WHAT IS REQUIRED —
From the material below, render as a numbered list the lines beginning with the one containing "the woman in" and running through the one containing "Target: apartment building", both included, with blank lines left out.

>> START

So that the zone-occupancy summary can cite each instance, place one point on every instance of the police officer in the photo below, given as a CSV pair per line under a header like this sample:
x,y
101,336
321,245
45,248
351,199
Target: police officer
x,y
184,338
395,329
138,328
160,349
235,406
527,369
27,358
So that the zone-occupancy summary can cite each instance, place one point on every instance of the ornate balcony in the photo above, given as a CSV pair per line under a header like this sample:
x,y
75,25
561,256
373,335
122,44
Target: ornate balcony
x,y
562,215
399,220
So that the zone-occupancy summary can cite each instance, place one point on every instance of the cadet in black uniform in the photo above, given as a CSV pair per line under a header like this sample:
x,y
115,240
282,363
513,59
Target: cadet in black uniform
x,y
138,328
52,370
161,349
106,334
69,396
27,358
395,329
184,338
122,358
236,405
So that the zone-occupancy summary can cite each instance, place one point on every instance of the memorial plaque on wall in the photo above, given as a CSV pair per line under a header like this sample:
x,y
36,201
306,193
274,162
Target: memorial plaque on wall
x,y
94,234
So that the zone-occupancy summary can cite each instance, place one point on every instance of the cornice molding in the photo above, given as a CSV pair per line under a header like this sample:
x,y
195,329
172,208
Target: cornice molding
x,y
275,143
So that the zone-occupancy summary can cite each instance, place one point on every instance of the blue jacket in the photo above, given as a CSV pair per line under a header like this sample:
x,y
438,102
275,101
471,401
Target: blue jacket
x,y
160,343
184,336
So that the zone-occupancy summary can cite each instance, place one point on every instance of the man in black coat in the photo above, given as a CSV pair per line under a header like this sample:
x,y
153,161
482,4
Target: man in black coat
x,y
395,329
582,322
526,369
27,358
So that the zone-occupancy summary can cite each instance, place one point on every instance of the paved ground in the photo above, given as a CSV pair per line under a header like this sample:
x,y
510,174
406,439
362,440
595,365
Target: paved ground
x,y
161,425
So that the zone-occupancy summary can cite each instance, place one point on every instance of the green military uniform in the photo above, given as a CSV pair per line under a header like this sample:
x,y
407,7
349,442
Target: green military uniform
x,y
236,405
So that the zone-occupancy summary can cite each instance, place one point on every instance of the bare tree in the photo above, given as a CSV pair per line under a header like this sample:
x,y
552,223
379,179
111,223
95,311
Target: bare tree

>> END
>> START

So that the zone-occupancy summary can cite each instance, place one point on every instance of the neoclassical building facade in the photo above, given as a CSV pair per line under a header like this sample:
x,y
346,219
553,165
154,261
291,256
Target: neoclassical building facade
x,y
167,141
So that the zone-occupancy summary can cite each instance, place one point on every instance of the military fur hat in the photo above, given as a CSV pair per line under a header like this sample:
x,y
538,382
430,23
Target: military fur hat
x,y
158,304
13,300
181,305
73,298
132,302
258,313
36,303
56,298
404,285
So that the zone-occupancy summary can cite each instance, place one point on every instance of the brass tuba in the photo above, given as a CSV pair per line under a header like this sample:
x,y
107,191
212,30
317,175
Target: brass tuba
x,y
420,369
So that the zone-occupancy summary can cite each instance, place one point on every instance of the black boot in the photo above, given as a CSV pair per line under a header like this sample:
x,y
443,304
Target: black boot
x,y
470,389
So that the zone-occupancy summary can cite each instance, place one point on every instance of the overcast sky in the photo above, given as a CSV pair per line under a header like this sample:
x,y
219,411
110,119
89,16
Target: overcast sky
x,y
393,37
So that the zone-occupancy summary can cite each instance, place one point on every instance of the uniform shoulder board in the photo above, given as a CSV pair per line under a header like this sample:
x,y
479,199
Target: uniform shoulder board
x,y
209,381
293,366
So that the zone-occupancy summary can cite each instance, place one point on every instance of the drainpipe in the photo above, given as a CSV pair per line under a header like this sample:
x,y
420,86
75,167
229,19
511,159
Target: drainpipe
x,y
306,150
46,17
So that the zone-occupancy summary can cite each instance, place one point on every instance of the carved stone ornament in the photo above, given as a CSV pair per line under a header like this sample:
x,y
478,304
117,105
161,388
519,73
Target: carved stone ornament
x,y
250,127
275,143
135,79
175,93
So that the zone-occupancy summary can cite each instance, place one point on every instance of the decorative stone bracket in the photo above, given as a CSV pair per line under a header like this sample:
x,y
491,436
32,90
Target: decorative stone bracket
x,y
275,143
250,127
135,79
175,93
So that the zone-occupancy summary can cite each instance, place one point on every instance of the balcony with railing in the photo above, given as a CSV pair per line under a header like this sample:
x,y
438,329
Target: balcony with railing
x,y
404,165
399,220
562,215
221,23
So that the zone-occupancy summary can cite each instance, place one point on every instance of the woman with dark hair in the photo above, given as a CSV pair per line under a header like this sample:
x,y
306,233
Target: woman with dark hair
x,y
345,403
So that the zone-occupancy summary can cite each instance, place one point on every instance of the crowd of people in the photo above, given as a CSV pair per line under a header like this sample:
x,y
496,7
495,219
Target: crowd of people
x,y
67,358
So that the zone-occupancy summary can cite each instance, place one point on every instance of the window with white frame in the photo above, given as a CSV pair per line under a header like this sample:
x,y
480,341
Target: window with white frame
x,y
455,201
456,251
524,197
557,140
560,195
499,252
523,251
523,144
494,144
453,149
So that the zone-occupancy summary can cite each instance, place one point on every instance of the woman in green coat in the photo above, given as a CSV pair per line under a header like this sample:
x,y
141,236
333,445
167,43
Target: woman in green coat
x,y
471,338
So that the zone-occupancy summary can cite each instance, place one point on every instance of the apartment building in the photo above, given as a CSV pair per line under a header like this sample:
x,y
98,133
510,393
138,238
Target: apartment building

>> END
>> START

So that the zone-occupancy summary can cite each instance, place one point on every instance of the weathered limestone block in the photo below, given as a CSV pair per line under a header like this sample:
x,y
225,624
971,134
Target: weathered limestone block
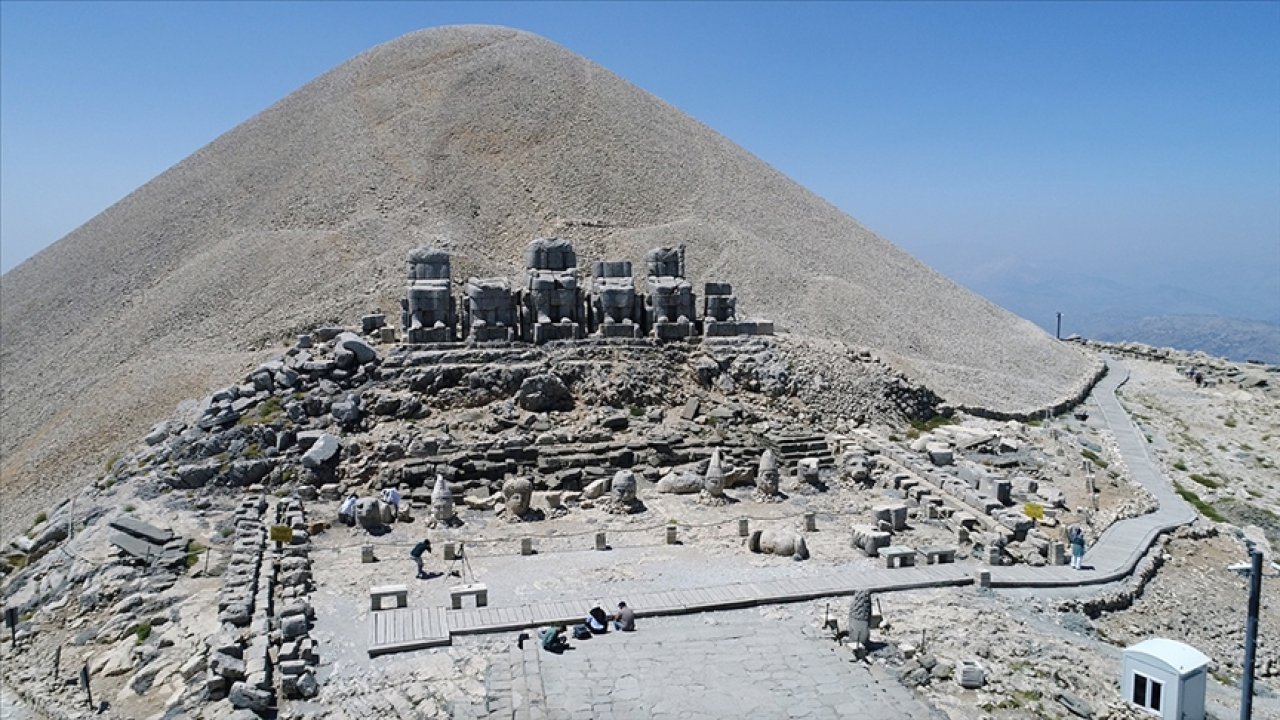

>> END

COMPLETE RESPONSE —
1. So that the zone-occupancy summary can cite each instance, place one point on every instance of the woman in green coat in the photo above, given as a CSV pair per line under a header like this sample:
2. x,y
3. 141,236
4. 333,445
5. 167,43
6. Target: woman in green coat
7. x,y
8. 471,338
9. So that the zone-occupancy summary can cite each instance, place one point on every instance of the apartment building in the photo above, given as a CSV pair per line under a header like this sample:
10. x,y
11. 98,133
12. 510,393
13. 138,238
14. Target: apartment building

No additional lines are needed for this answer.